Через некоторое время подошел еще один тральщик. Войскунский прыгнул. Вместе с ним прыгнули и другие ребята из команды. Это был последний корабль конвоя, подходивший к борту «Сталина». Около трех тысяч оставшихся солдат попадут в плен, а на Родине долгие годы не будет известно об их судьбе.

 

Я сразу представил, какой был шок у друзей, когда один из них уже спасен, а у другого впереди неизвестность. При этом расстояние между кораблями продолжало медленно и неумолимо увеличиваться.

Это событие из жизни двух писателей довольно широко известно по их биографиям и романам Войскунского. Я рассказал о нем только потому, что оно связано с важной для русской литературы историей, которую не знает почти никто. Об этом чуть позже…

 

Наше знакомство с Евгением Львовичем произошло давно. Сначала с ним познакомился мой папа, приехав к нему как журналист-корреспондент по заданию газеты, в которой на тот момент работал. Папа был поражен тем, что произведения Войскунского он читал и полюбил еще мальчишкой. Мой дедушка, Иван Петрович, был старше Евгения Львовича всего на три года. Папа, наверное, почувствовал к нему сыновьи чувства, они сдружились, и у нашей семьи появилась еще одна добрая традиция — несколько раз в году навещать Евгения Львовича.
--------
ЧТО ТРЕБУЕТСЯ
Отредактируйте часть отрывка, которая начинается со слов «Через некоторое время» и заканчивается словами «и неумолимо увеличиваться.»: перепишите её, заменив «тральщик» на «катер».

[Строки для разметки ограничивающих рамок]
--------
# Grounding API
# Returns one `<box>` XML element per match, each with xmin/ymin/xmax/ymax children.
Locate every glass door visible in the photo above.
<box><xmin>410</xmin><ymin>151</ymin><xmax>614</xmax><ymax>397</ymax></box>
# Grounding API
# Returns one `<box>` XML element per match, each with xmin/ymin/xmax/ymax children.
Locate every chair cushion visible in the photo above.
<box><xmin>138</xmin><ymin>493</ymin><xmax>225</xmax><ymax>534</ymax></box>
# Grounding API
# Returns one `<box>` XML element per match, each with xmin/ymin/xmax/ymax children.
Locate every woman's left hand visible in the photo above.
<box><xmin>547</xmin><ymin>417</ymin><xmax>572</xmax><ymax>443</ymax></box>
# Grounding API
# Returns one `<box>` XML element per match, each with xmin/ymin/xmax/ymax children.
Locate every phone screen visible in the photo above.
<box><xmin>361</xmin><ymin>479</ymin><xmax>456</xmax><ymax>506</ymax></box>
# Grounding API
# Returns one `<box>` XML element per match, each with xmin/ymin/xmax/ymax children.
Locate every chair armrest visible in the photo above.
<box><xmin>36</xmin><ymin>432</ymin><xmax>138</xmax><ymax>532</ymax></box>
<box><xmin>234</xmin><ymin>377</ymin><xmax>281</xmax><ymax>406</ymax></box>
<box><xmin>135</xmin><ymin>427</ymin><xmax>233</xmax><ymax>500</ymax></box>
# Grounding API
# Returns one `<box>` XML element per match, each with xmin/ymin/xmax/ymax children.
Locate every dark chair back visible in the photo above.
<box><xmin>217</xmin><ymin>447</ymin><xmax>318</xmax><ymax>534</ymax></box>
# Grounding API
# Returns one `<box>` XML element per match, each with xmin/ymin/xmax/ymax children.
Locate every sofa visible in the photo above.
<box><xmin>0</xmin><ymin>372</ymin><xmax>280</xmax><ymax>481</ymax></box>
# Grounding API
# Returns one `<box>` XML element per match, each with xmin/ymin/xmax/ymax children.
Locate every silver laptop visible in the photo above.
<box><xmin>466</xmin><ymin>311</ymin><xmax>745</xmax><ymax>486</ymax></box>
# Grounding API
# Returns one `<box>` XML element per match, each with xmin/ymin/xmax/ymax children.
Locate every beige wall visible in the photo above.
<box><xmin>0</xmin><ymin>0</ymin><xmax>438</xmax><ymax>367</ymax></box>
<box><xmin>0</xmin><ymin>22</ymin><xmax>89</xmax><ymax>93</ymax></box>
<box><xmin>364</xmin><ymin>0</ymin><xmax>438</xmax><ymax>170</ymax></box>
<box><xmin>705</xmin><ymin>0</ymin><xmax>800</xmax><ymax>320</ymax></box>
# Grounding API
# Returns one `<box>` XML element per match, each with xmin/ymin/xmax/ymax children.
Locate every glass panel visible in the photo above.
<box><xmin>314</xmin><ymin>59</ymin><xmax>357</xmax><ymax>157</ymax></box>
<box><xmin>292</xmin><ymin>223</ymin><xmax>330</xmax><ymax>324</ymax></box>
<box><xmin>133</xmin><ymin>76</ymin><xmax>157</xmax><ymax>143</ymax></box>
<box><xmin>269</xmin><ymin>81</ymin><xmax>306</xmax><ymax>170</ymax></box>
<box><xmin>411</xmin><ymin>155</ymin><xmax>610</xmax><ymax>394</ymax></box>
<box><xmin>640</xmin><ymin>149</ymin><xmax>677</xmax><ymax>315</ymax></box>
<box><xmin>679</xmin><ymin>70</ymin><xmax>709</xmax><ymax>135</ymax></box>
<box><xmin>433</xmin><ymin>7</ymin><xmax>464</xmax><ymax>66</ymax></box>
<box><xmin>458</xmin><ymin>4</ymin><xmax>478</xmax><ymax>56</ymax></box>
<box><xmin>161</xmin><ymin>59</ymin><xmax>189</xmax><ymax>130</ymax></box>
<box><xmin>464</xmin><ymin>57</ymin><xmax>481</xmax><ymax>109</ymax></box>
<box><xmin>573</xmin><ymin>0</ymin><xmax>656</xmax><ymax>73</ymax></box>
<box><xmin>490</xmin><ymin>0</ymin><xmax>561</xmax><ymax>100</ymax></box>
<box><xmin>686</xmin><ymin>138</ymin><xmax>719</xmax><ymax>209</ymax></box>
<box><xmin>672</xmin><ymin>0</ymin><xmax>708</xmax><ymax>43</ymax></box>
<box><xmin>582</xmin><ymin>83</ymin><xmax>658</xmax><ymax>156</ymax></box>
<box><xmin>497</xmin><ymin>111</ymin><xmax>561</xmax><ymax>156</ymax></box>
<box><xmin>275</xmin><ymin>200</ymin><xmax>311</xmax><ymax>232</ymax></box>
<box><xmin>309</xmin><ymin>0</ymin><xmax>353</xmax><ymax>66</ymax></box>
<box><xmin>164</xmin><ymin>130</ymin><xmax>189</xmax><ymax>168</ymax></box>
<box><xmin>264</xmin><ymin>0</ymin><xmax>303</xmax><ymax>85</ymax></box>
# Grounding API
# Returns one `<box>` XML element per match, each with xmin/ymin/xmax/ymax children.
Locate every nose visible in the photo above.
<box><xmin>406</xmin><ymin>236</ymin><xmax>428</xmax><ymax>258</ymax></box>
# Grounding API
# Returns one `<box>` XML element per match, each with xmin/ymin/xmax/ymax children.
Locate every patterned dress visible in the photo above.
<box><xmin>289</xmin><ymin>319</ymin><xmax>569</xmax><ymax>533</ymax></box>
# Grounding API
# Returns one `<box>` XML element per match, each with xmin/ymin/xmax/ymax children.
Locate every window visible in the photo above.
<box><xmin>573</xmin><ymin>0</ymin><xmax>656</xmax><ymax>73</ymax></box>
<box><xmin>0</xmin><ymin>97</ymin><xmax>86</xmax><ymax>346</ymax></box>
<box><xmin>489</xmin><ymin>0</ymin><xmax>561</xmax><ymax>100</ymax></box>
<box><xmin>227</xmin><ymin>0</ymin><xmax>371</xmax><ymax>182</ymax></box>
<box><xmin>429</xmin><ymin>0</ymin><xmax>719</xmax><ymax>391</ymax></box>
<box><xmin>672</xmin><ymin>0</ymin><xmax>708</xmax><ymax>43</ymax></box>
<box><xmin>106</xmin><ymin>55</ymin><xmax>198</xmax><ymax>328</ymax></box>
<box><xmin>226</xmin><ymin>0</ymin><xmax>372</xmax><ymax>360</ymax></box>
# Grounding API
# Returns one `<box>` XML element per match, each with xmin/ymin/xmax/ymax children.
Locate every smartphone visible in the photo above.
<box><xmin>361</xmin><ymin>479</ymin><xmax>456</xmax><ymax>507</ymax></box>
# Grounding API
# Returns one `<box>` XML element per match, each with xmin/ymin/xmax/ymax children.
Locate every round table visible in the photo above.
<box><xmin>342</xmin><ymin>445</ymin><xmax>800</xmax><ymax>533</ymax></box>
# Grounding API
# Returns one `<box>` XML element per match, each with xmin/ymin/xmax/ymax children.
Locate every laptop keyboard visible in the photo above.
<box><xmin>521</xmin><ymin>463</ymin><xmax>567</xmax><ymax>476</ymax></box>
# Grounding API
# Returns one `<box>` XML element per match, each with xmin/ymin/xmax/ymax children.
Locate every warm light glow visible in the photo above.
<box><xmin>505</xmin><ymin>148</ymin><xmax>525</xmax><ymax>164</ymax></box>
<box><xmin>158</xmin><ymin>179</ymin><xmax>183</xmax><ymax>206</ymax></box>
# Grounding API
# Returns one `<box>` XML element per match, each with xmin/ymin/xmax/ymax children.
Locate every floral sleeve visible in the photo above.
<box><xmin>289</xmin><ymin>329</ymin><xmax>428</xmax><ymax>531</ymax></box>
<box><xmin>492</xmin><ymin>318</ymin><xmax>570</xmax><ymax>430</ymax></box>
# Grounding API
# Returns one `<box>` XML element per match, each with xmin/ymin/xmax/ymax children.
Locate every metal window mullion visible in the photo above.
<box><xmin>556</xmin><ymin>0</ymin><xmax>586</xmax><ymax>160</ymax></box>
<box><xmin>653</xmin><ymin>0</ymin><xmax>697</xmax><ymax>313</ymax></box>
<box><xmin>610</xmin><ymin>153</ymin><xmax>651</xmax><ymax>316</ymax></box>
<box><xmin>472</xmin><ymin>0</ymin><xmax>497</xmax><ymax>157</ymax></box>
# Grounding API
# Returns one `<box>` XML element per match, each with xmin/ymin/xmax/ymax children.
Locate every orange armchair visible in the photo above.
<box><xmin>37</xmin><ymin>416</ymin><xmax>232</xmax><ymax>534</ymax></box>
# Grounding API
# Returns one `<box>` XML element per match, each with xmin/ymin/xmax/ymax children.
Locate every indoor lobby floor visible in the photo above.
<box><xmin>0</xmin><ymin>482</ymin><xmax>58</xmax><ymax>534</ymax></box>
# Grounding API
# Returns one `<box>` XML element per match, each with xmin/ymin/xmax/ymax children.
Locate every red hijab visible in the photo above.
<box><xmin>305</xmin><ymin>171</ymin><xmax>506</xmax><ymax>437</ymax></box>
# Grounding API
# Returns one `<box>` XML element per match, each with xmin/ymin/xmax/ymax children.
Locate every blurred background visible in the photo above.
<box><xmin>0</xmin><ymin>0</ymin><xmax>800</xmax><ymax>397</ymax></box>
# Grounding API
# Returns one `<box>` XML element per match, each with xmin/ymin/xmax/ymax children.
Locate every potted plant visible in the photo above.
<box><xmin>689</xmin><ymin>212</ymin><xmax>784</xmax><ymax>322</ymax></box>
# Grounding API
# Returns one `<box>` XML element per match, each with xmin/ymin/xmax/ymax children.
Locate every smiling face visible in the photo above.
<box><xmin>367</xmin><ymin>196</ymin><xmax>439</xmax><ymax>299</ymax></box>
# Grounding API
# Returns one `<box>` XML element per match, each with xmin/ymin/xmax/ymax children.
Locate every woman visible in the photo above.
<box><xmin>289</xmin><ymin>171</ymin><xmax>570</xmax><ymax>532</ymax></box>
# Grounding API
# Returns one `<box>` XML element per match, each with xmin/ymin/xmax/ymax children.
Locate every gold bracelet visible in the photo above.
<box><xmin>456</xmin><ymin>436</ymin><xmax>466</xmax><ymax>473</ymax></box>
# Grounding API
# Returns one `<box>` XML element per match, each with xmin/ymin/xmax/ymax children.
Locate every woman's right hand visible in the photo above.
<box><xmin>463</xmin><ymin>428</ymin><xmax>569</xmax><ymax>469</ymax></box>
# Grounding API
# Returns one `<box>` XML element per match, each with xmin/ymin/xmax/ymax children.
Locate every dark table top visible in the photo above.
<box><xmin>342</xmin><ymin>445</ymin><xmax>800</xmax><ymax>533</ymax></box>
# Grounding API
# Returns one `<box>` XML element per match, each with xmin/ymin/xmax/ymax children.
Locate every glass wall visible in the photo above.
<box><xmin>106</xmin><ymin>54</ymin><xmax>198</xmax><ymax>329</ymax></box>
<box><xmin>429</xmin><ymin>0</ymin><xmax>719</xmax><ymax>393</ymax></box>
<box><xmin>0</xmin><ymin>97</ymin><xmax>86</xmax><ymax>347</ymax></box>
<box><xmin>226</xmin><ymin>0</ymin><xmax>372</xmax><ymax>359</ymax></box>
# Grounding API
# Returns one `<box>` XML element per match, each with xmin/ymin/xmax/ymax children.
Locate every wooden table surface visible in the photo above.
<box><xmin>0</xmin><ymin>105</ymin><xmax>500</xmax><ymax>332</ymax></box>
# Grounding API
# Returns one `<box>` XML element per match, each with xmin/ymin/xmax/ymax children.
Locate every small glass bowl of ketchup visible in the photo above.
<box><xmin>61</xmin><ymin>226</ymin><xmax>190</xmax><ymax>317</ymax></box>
--------
РЕШЁННАЯ ЗАДАЧА
Через некоторое время подошел еще один катер. Войскунский прыгнул. Вместе с ним прыгнули и другие ребята из команды. Это был последний корабль конвоя, подходивший к борту «Сталина». Около трех тысяч оставшихся солдат попадут в плен, а на Родине долгие годы не будет известно об их судьбе.

 

Я сразу представил, какой был шок у друзей, когда один из них уже спасен, а у другого впереди неизвестность. При этом расстояние между кораблями продолжало медленно и неумолимо увеличиваться.